Excerpts of pointing data
+--

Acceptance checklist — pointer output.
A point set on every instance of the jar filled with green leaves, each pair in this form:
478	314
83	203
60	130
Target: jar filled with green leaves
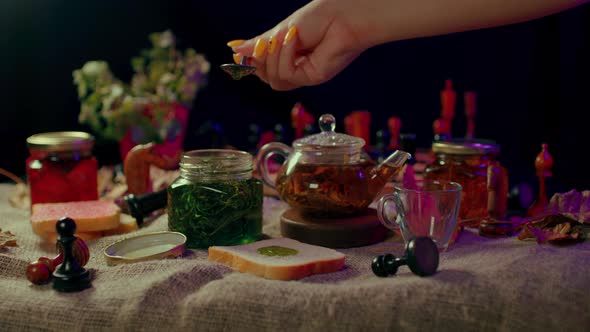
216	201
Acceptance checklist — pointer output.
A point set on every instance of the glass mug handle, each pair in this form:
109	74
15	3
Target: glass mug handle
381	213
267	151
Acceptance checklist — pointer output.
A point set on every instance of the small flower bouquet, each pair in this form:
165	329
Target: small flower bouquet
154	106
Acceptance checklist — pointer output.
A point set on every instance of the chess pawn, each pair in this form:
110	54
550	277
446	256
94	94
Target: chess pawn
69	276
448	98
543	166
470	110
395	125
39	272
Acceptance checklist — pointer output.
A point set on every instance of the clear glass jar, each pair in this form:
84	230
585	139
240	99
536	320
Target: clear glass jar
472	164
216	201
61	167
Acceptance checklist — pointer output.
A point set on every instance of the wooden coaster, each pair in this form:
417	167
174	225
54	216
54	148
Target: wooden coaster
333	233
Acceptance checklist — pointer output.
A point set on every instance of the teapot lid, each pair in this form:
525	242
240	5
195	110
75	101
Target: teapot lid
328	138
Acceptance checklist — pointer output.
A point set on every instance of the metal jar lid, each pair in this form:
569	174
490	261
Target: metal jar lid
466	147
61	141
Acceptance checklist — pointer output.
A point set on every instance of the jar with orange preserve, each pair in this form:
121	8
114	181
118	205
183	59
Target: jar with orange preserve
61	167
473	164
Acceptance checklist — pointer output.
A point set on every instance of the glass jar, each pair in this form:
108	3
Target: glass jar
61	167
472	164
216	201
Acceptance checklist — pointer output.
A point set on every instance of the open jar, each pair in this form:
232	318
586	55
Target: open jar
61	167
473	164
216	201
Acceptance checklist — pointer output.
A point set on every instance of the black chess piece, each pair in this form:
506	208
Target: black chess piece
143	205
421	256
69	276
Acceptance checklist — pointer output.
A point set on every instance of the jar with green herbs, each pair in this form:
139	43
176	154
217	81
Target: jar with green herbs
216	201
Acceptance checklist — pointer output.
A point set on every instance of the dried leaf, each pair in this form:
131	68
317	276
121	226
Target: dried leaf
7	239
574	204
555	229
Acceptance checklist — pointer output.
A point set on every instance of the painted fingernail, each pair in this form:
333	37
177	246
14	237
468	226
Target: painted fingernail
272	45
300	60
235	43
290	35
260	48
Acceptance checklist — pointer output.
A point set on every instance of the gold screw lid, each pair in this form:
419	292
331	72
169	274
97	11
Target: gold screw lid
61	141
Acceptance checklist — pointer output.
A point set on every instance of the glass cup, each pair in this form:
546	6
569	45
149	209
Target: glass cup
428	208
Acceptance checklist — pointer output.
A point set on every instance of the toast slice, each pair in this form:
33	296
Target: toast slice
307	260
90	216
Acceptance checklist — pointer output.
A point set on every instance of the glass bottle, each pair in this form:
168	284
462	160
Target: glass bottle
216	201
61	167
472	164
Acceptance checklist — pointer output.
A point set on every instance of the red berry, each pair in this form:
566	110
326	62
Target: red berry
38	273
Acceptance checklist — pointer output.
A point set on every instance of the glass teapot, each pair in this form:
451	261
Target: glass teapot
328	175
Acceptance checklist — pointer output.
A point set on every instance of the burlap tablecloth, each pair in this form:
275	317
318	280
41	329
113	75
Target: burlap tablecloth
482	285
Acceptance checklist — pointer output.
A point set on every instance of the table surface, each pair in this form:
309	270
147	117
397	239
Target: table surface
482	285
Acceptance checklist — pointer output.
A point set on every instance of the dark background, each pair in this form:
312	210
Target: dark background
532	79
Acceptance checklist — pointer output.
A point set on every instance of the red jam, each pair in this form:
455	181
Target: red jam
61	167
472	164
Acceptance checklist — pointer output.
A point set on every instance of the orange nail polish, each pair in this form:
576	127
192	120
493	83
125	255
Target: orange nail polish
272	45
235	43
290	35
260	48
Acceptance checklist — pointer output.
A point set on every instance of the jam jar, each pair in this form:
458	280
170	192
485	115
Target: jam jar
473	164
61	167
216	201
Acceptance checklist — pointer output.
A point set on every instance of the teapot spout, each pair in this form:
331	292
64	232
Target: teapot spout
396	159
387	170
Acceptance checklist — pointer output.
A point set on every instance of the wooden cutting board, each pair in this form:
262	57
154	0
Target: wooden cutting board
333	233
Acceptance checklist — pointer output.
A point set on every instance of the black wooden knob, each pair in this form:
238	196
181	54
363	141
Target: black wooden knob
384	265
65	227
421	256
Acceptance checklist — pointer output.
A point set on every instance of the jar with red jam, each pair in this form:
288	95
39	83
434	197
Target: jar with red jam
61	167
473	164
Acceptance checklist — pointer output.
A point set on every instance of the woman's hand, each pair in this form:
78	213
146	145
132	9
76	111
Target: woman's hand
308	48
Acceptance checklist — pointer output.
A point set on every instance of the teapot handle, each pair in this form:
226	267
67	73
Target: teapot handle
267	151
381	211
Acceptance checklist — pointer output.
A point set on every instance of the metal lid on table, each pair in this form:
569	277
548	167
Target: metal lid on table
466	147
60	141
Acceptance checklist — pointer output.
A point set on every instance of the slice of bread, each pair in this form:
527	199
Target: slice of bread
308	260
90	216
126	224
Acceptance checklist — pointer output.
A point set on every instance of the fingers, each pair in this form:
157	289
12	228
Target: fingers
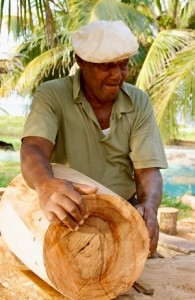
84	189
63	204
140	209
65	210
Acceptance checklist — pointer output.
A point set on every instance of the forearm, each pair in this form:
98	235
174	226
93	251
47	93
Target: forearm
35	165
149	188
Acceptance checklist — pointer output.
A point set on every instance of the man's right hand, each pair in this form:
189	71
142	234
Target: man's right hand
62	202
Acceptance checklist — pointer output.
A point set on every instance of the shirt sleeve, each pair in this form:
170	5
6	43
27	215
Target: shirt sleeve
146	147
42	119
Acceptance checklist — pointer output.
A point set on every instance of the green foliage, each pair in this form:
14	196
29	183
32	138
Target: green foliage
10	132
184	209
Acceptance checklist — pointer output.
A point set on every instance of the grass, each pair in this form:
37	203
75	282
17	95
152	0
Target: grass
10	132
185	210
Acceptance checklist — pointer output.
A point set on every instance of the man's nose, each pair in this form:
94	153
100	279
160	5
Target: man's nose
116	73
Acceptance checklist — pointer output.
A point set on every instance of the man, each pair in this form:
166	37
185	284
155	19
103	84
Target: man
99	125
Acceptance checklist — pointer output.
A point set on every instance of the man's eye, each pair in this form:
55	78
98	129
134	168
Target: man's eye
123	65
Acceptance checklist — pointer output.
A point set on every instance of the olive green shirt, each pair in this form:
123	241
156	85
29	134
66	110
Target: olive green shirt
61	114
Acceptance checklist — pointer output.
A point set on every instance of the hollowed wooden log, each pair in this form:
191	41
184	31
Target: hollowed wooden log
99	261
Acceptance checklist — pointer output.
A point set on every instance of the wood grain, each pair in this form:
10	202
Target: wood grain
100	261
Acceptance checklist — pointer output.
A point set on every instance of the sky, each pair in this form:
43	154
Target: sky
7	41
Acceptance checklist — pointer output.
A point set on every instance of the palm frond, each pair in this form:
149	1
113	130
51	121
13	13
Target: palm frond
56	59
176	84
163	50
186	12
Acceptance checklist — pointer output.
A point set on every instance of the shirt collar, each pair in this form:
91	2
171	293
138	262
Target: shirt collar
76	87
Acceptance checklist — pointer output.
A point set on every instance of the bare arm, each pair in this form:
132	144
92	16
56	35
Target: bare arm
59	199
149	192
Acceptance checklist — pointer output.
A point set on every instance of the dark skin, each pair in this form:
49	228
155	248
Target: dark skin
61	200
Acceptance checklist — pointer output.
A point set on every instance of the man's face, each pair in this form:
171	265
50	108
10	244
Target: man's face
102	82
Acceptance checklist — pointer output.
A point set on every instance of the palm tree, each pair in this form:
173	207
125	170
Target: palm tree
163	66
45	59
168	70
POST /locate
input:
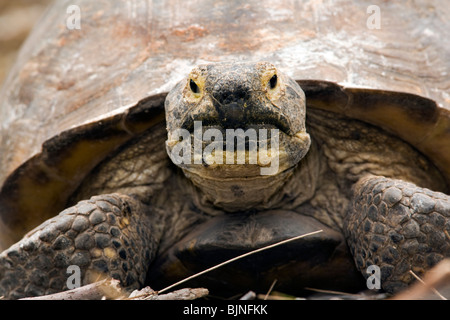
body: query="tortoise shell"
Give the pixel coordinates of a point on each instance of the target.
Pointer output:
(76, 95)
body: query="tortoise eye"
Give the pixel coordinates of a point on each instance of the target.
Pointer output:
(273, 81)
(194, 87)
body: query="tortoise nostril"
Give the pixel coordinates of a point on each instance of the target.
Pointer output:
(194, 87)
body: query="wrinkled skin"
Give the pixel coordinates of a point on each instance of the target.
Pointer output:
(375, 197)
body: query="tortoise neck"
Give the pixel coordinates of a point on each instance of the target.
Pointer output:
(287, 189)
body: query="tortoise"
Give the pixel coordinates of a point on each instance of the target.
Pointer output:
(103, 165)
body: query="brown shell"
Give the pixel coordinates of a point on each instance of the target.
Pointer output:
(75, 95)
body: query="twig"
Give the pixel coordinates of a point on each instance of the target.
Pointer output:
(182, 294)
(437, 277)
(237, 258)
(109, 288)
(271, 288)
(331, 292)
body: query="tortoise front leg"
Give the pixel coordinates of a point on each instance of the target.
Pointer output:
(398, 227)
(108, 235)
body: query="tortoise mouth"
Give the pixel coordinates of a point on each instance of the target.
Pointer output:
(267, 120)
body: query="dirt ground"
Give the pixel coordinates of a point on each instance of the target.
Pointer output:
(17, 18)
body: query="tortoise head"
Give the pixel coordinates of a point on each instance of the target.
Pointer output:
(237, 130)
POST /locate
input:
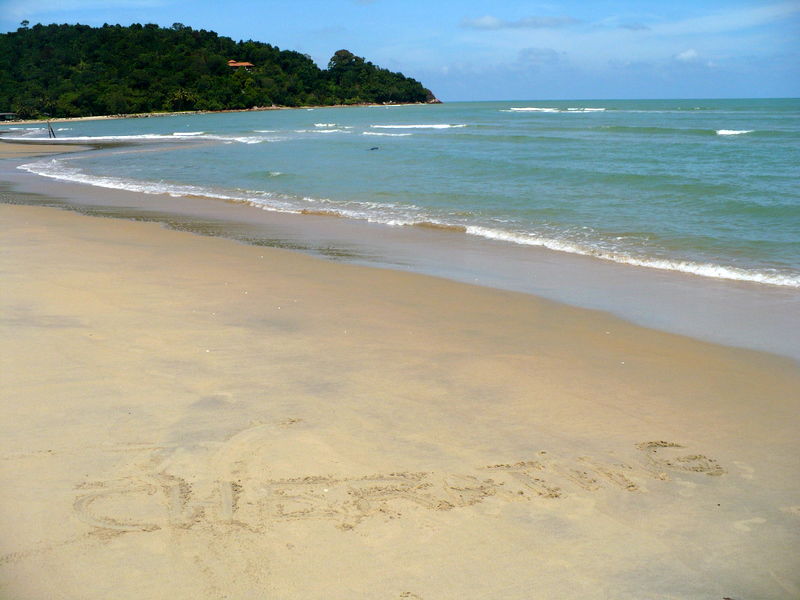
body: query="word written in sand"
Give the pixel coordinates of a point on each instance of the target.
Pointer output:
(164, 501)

+--

## Goal:
Please identify every line of the data above that contains the word "coaster", and copy each of those lines.

## Answer to the exercise:
A point set on every instance of the wooden coaster, each pair in this form:
Target: wooden coaster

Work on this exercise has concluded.